* WHAT YOU WILL DO: Return every line from the entries below that contains the word "paved".

Point annotation dataset entries:
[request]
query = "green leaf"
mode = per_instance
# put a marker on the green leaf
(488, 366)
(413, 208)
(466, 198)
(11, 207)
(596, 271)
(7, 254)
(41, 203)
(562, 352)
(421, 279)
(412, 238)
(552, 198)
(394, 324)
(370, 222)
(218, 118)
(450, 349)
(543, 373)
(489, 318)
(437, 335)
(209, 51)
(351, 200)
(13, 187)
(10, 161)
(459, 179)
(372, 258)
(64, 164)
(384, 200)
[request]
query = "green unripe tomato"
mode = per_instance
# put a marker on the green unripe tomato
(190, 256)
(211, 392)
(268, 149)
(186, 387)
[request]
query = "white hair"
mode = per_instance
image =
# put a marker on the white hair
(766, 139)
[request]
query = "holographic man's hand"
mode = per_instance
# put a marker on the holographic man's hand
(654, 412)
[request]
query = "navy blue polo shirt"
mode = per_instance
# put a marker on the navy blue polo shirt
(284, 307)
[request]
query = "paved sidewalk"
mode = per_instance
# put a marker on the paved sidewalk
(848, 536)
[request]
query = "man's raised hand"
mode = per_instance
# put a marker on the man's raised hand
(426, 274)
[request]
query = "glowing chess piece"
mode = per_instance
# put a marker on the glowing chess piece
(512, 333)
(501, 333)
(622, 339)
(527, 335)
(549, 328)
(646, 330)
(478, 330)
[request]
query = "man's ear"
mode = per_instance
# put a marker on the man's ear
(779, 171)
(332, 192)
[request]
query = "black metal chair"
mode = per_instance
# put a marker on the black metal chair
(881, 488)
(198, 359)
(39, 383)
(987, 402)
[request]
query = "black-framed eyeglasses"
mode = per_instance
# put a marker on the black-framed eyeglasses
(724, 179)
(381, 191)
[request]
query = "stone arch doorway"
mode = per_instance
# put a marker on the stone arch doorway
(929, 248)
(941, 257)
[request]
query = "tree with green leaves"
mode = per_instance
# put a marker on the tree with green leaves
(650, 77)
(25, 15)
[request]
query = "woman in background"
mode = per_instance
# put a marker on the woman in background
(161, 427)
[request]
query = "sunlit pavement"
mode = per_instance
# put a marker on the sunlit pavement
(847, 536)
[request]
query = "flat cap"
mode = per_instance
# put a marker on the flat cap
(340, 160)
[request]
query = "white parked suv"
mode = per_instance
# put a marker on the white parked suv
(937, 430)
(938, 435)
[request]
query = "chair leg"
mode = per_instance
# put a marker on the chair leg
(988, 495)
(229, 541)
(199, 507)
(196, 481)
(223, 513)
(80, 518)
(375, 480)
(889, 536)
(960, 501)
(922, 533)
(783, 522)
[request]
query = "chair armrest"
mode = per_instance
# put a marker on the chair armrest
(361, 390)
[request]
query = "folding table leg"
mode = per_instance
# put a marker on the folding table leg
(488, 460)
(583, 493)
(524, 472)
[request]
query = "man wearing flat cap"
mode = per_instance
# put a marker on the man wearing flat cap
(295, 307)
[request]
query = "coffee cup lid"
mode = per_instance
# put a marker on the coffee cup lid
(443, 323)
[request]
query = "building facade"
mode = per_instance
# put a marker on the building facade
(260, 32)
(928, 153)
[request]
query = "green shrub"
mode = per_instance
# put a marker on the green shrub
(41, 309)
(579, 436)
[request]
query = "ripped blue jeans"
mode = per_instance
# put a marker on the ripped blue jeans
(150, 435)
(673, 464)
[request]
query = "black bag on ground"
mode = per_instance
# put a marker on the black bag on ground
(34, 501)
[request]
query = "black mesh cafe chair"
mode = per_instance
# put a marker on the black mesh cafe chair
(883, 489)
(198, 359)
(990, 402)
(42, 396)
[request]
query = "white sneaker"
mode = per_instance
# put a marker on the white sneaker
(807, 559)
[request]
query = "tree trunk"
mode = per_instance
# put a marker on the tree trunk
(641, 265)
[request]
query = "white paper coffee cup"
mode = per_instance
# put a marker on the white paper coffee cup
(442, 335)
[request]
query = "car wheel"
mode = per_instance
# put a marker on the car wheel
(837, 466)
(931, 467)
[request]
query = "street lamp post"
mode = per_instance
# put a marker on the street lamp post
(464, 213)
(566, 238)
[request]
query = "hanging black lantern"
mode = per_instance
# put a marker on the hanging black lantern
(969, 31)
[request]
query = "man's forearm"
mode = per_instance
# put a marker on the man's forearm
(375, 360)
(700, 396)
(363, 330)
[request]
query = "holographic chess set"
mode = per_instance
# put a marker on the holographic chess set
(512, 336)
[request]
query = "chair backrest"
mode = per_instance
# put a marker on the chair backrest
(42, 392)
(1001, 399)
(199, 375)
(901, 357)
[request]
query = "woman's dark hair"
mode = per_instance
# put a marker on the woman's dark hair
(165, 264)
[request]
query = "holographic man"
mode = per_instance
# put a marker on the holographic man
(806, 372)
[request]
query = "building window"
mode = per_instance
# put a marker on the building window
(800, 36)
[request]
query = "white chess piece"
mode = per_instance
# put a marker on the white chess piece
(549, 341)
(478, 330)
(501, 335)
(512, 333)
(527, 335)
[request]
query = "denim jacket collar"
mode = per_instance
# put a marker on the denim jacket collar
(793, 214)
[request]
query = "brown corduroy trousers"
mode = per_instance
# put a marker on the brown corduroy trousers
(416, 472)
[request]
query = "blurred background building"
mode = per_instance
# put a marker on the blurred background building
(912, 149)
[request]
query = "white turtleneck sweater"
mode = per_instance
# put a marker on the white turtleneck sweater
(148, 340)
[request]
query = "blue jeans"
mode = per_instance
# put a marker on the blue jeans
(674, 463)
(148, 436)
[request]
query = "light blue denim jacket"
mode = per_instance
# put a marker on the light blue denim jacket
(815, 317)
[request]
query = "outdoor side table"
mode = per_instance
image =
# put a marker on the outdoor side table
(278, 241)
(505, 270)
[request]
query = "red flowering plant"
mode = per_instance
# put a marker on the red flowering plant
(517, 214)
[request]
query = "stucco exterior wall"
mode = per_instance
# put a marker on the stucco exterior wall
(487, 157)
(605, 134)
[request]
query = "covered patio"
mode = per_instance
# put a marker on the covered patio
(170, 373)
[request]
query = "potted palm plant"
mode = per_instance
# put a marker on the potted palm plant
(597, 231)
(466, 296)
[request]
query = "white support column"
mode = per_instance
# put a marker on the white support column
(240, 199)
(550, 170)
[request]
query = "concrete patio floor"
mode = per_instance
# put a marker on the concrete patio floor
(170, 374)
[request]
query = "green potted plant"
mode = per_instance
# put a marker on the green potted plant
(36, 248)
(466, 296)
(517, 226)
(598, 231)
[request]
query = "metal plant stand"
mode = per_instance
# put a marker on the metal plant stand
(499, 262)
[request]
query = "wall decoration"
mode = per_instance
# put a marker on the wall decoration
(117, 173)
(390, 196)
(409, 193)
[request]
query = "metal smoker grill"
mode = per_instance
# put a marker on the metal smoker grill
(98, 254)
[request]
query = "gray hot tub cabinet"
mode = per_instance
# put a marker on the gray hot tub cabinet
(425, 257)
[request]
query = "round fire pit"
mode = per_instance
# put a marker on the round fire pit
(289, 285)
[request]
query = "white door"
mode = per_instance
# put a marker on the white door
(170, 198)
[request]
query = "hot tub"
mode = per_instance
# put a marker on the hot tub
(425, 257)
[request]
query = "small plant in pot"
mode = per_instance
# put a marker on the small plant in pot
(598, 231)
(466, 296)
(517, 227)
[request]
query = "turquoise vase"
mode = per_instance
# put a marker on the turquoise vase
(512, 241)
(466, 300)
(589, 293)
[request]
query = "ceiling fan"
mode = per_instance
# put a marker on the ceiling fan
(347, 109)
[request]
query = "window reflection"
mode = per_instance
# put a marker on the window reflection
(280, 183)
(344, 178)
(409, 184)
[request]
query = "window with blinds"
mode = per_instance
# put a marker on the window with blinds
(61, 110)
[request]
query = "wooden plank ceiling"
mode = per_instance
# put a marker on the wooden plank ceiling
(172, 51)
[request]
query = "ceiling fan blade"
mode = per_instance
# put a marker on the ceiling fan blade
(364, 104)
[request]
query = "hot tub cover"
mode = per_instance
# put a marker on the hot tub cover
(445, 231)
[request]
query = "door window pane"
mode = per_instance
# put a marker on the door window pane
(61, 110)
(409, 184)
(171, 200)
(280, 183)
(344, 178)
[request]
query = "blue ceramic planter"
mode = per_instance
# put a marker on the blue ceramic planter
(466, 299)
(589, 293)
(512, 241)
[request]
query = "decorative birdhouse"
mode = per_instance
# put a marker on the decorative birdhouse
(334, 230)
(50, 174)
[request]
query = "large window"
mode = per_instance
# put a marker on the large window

* OUTPUT FOR THIS TASK:
query = "paved sidewalk"
# put a marker on the paved sidewalk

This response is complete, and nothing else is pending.